### ABOUT THIS EXERCISE
Reproduce all of the data exactly.

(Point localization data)
####
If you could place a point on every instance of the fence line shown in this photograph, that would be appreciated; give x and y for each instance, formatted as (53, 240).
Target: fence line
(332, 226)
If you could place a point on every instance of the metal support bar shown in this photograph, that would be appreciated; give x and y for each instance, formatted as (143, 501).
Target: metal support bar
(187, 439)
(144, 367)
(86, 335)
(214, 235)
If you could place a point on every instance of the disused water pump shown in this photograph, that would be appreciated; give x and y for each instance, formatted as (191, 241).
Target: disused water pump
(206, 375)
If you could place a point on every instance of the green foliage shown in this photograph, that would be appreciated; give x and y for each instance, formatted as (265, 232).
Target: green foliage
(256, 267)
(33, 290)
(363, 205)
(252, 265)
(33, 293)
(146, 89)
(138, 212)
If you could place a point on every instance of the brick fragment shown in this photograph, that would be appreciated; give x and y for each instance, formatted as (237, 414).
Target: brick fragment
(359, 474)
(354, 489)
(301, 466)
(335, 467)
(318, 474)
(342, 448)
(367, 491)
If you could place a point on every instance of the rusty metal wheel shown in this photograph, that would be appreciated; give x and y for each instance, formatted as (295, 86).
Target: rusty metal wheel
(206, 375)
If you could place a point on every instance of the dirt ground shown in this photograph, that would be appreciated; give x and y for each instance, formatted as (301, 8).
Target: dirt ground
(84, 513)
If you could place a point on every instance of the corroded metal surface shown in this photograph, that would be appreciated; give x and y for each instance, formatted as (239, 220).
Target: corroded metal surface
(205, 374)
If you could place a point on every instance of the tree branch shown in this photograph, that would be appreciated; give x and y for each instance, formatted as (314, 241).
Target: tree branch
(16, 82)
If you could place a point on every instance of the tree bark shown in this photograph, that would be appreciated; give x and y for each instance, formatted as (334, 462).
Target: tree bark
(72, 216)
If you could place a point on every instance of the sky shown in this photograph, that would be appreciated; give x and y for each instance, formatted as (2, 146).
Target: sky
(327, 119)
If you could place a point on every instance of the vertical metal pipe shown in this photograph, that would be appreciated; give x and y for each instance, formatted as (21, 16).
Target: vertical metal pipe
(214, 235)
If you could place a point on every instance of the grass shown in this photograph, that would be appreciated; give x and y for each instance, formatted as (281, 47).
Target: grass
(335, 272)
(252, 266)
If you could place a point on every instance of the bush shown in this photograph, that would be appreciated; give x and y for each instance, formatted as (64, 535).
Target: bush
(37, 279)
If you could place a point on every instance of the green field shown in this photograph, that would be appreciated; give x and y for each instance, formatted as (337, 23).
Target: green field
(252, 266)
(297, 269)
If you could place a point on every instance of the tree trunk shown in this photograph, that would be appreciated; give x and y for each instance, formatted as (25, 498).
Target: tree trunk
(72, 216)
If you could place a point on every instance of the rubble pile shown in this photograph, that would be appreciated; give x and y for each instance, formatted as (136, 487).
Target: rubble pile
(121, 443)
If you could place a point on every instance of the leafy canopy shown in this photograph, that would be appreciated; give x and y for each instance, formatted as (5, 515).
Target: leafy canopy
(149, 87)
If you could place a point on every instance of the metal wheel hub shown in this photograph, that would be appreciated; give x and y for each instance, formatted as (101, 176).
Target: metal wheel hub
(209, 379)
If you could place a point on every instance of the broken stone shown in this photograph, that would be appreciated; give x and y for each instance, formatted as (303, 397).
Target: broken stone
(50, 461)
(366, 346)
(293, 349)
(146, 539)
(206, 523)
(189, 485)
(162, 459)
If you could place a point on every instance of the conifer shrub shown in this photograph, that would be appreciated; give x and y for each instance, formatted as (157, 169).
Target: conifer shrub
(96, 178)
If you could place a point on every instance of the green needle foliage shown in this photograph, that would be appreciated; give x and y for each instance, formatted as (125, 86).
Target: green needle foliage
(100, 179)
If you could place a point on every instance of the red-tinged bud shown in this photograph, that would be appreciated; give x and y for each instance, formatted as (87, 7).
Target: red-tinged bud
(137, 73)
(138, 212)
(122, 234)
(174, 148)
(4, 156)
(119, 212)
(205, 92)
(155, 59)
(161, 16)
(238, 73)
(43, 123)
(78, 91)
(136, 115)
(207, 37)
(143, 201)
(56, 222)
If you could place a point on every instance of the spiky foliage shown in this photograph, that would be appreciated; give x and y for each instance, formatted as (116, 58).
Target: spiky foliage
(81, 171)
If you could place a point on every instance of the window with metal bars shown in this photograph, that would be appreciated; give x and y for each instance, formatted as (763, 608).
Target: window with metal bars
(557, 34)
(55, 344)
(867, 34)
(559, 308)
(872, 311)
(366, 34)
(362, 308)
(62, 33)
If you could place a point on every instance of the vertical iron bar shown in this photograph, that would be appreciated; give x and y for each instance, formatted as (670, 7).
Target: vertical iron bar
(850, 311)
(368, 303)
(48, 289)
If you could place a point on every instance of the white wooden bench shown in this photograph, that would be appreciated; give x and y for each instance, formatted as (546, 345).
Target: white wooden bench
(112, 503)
####
### SOLUTION TO THIS PROBLEM
If you could place a point on every instance of the fence line shown in this photograph, that would be appreciated; give x and y for each instance, formatted as (53, 240).
Target: fence line
(332, 226)
If you could place a point on every instance of the metal support bar shown in this photograph, that would be appreciated; give x and y for each instance, formatted as (143, 501).
Target: metal support bar
(187, 439)
(144, 367)
(86, 335)
(214, 235)
If you could place a point on every instance of the disused water pump shown in this photograph, that would be appreciated; give x and y for each instance, formatted as (191, 241).
Target: disused water pump
(206, 375)
If you could place a point on every instance of the green foliage shown in this photograph, that would be appreciated; give x and y for each instance, formatted as (265, 232).
Target: green foliage
(256, 267)
(33, 290)
(363, 205)
(252, 265)
(33, 293)
(146, 89)
(138, 212)
If you could place a point on every instance of the brick fragment shown in this photograph, that would be appreciated; give x and y for each instance, formatted as (237, 414).
Target: brick fragment
(359, 474)
(354, 489)
(301, 466)
(335, 467)
(318, 474)
(342, 448)
(367, 491)
If you could place a point on every instance of the rusty metal wheel shown in this photograph, that would be appreciated; give x and y for each instance, formatted as (295, 86).
Target: rusty metal wheel
(206, 375)
If you could place a point on every instance of the dirt ground shown in this photograph, that would be appreciated; give x and y for each instance, formatted as (301, 8).
Target: dirt ground
(84, 513)
If you could place a point on every instance of the corroded metal surface shown in this photograph, that would be appreciated; give x and y for each instance, formatted as (239, 220).
Target: corroded metal surface
(205, 374)
If you could place a point on every instance of the tree branch shown in this photograph, that would be appreciated; give x and y for each instance, formatted as (314, 241).
Target: tree branch
(16, 82)
If you could place a point on every instance of the tree bark shown in this photograph, that would be appreciated; give x and y for each instance, formatted as (334, 462).
Target: tree bark
(72, 216)
If you could place a point on every instance of the sky shown in this photograph, that would be appreciated; give x and y for each instance, formatted as (2, 146).
Target: sky
(327, 119)
If you could place a point on every instance of the vertical metal pipe shown in this photograph, that would be appreciated; give x and y for each instance, formatted as (21, 16).
Target: vertical metal pipe
(214, 235)
If you could place a point on every instance of the grass shown in this photograph, that would be appreciated; give x and y for each instance, formatted as (281, 47).
Target: grass
(335, 272)
(252, 266)
If you could place a point on every instance of the bush shown in this photograph, that would be appreciated; give x and y for each instance, formatted as (64, 535).
Target: bush
(37, 279)
If you could place a point on every instance of the green field shown in this photograph, that would be appreciated; give x and y for each instance, formatted as (337, 23).
Target: green field
(252, 266)
(297, 269)
If you could place a point on every instance of the tree trunk shown in this photograph, that would be appreciated; give x and y for each instance, formatted as (25, 498).
Target: tree trunk
(72, 216)
If you could place a point on every instance of the rubble pile shown in this photograph, that would be appreciated; give x and y for each instance, formatted as (136, 487).
Target: rubble pile
(121, 443)
If you could place a point on every instance of the leafy canopy shown in this photograph, that would be appreciated; give x and y for each instance, formatted as (5, 515).
Target: leafy canopy
(149, 87)
If you could place a point on every instance of the metal wheel hub shown in this photograph, that would be appreciated; give x and y for each instance, formatted as (101, 176).
Target: metal wheel hub
(209, 379)
If you could place a point on every instance of the broken stone shown in this photograph, that would be appreciated; give x and y for each instance, formatted as (303, 397).
Target: broken stone
(50, 461)
(366, 346)
(293, 349)
(146, 539)
(206, 523)
(189, 485)
(162, 459)
If you could place a point on every instance of the conifer shrub shown in this photograph, that would be appreciated; give x and y for each instance, formatted as (157, 169).
Target: conifer shrub
(96, 178)
If you could place a point on every instance of the green needle foliage shown in this photograph, that would be appreciated; give x and y for each instance, formatted as (125, 86).
Target: green needle foliage
(100, 179)
If you could place a point on every instance of the red-tinged bud shown in this photograph, that would be appreciated; give x and y for each instance, formatted as (87, 7).
Target: red-tinged bud
(137, 73)
(138, 212)
(122, 234)
(174, 148)
(4, 156)
(119, 212)
(205, 92)
(155, 59)
(161, 16)
(238, 73)
(43, 123)
(78, 91)
(136, 115)
(207, 37)
(143, 201)
(56, 222)
If you could place a point on every instance of the spiky foliage shown in this photograph, that would be appreciated; give x and y for each instance, formatted as (116, 58).
Target: spiky foliage
(81, 171)
If you could place a point on every instance of the window with metal bars shown in this photograph, that would be appreciated; give x and y for each instance, formatted as (763, 608).
Target: window with metal bars
(557, 34)
(55, 344)
(867, 34)
(559, 308)
(872, 311)
(366, 34)
(362, 308)
(62, 33)
If you could place a point on every instance of the vertical iron bar shown in this photograph, that would be appreciated; give x and y for each instance, formatted as (670, 7).
Target: vertical iron bar
(850, 311)
(368, 303)
(48, 289)
If you could place a point on every instance of the white wooden bench shown in this photograph, that would be appreciated; give x and y for each instance, formatted as (546, 345).
Target: white wooden bench
(112, 503)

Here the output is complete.